***** DATA FOR PROCESSING *****

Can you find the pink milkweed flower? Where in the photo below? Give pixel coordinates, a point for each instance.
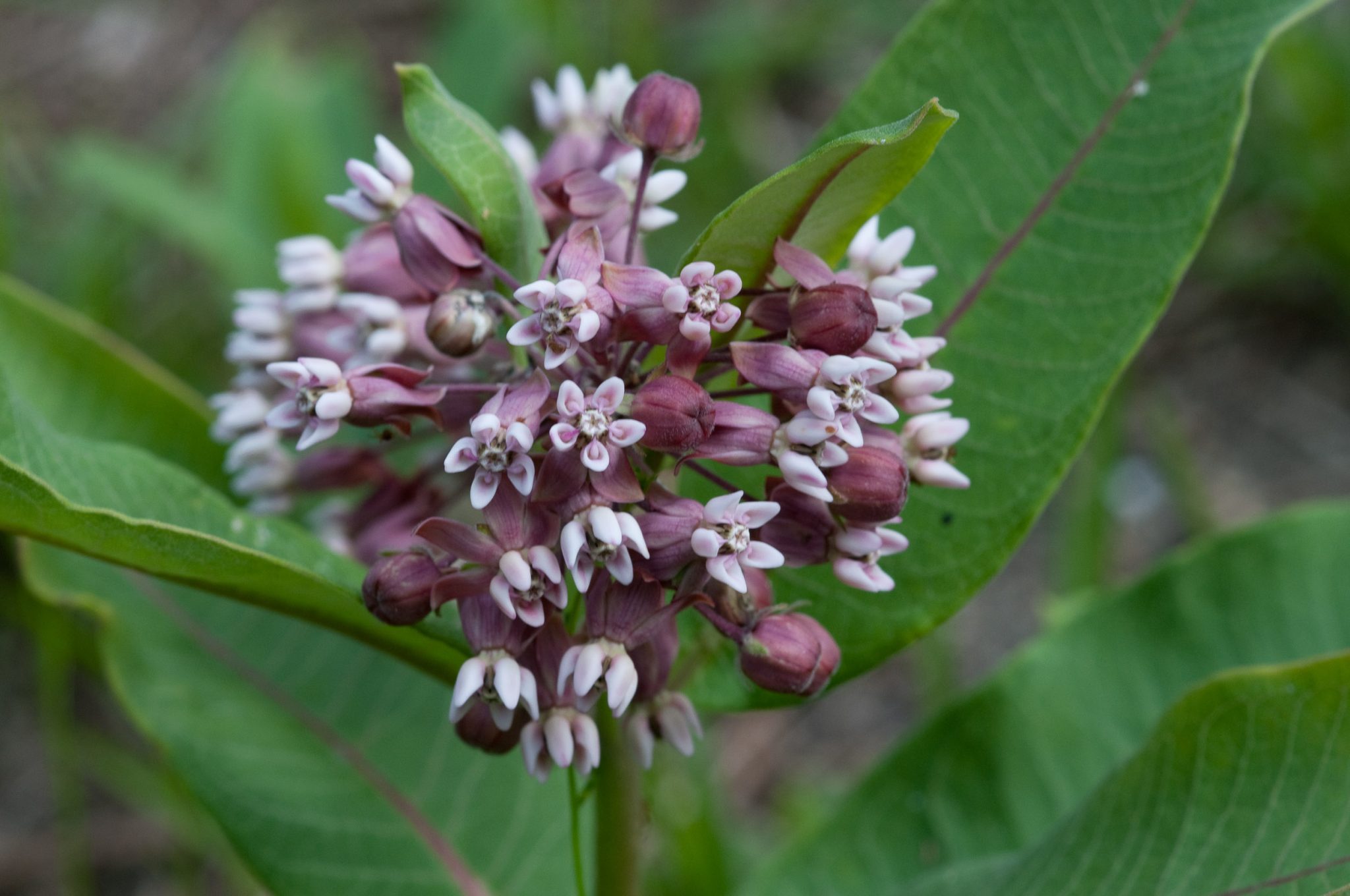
(873, 258)
(929, 447)
(562, 735)
(570, 312)
(500, 439)
(496, 449)
(856, 551)
(619, 620)
(322, 399)
(589, 423)
(660, 186)
(493, 675)
(677, 312)
(842, 395)
(515, 561)
(724, 539)
(377, 189)
(600, 536)
(804, 451)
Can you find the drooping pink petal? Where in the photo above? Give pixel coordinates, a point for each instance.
(635, 287)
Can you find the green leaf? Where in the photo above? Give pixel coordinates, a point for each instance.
(328, 766)
(998, 768)
(1240, 790)
(81, 413)
(1097, 139)
(466, 150)
(820, 202)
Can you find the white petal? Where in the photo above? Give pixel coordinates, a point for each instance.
(507, 682)
(469, 681)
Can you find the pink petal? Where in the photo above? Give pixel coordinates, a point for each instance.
(525, 331)
(485, 486)
(726, 570)
(762, 556)
(627, 432)
(609, 395)
(572, 400)
(635, 287)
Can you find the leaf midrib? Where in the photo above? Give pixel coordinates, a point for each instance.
(426, 830)
(1071, 168)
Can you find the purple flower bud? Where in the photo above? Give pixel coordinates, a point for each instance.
(678, 413)
(397, 589)
(869, 486)
(372, 265)
(662, 117)
(837, 318)
(342, 467)
(459, 323)
(435, 244)
(479, 729)
(742, 435)
(789, 654)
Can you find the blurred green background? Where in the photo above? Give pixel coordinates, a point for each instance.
(154, 152)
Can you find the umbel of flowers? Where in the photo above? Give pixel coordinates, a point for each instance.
(535, 499)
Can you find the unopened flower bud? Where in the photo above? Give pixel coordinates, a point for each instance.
(678, 413)
(397, 589)
(459, 323)
(662, 117)
(871, 486)
(837, 318)
(789, 654)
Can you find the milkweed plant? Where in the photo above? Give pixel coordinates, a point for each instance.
(550, 420)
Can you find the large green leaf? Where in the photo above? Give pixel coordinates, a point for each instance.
(1095, 142)
(820, 202)
(1240, 790)
(331, 768)
(998, 768)
(466, 150)
(81, 413)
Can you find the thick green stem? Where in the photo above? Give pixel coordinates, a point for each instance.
(617, 811)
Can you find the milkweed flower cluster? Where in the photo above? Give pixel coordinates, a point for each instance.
(529, 439)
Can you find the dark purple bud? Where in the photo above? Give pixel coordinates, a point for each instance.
(742, 435)
(388, 395)
(789, 654)
(397, 589)
(372, 265)
(678, 414)
(341, 467)
(871, 486)
(662, 117)
(436, 246)
(459, 323)
(836, 319)
(477, 729)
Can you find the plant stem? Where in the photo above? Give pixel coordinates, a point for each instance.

*****

#### [PROBLEM DETAILS]
Are you able to set down all the lines above exactly, without any pictures?

#### [RESPONSE BELOW]
Can you find the pink milkweed flower? Where in the photo below? Give pixel coordinates, a point for each instance.
(873, 258)
(929, 447)
(562, 735)
(570, 312)
(500, 439)
(496, 449)
(856, 551)
(619, 620)
(322, 399)
(589, 423)
(660, 186)
(493, 675)
(677, 312)
(842, 395)
(515, 561)
(724, 539)
(377, 189)
(600, 536)
(804, 451)
Can you find the drooping pink petal? Where in the photo above? Give pixel coordinates, a point for each instance.
(635, 287)
Can you find the green leaf? Where in the photo above? Give pixel coordinates, a point for each instance.
(328, 766)
(998, 768)
(1240, 790)
(81, 413)
(1097, 139)
(466, 150)
(820, 202)
Can you find the white petal? Where in the photo above? Give pixel coordinates, a point for each instance.
(507, 682)
(469, 681)
Can you find the pink petal? Where in the photo above? Give pixel coordinates, a point for each instance.
(525, 331)
(485, 486)
(726, 570)
(762, 556)
(627, 432)
(609, 395)
(572, 400)
(635, 287)
Can you find the leaf midrib? Where in the photo above? Give pixel coordinates, a point for each instance.
(426, 830)
(1071, 168)
Can you find the purple flower bud? Where in the photo above? Give pixel coordinates, a point for each instance.
(678, 413)
(397, 589)
(869, 486)
(372, 265)
(662, 117)
(837, 318)
(342, 467)
(459, 323)
(435, 244)
(479, 729)
(742, 435)
(789, 654)
Can you find the blurred green background? Where in the photo above? Give pixel coordinates, a point for each instance.
(154, 152)
Can you find the umbel of flowers? Where in the photo above? Give pixel coordinates, a point for each instance.
(535, 499)
Can you find the unopened flower bud? Where in the photo above? Give pixel coordinates, a point for each instance.
(678, 413)
(397, 589)
(459, 323)
(662, 117)
(871, 486)
(837, 318)
(789, 654)
Can you find the milkweed plant? Where in the photo above? Give pixel coordinates, a point for each instance.
(550, 420)
Can you find the large green leaf? Where in the photo above? Give pixel coordinates, a point for each instance.
(1095, 142)
(820, 202)
(1240, 790)
(331, 768)
(998, 768)
(466, 150)
(81, 413)
Can you find the thick green stem? Where in the photo above? Give pixel coordinates, a point for each instance.
(617, 811)
Can you find the milkweed flower cluster? Where in the photo above? Give pixel coordinates, a point for each instance.
(529, 439)
Can you find the dark purple bud? Where in the photo above? Give pixel coordinates, a point for each instance.
(742, 435)
(388, 395)
(789, 654)
(397, 589)
(372, 265)
(678, 414)
(341, 467)
(871, 486)
(662, 117)
(436, 246)
(459, 323)
(836, 319)
(477, 729)
Can you find the plant stem? Where in the photo above? Give pixel coordinates, a point for each instance.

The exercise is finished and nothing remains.